## What to produce
Give the lines from the one containing "of the large" through the one containing "[[157, 105], [83, 161], [240, 76]]" as a Markdown table, skipping blank lines. Use the columns Row, for a running number, and Line, for the line itself.

====

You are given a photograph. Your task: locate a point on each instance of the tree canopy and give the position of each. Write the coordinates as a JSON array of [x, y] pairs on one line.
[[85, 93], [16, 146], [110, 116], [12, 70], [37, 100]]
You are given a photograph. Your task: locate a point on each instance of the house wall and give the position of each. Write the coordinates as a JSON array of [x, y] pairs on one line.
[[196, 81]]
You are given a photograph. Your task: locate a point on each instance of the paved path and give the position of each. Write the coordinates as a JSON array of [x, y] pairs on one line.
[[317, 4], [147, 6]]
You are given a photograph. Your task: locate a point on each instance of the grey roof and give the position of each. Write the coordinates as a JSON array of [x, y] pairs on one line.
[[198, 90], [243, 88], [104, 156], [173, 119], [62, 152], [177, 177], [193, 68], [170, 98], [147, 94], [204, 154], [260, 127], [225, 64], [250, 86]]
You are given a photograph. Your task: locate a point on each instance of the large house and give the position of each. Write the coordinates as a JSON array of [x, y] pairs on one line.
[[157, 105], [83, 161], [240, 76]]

====

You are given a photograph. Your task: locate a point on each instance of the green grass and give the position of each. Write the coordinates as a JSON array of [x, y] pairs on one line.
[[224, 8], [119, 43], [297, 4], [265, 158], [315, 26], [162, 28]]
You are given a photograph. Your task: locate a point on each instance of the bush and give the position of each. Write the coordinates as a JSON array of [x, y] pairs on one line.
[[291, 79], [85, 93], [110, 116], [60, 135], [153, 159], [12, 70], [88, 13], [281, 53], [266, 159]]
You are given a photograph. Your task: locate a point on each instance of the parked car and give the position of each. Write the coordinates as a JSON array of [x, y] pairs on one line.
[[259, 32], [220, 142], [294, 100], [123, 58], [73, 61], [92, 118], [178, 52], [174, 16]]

====

## Full solution
| Row | Line |
|---|---|
| 1 | You are given a photograph. Your task: locate a point on each instance of the large house and give the position of each. Write the coordinates as a JSON array of [x, y] pairs on one line. |
| 2 | [[157, 105], [83, 161], [240, 76]] |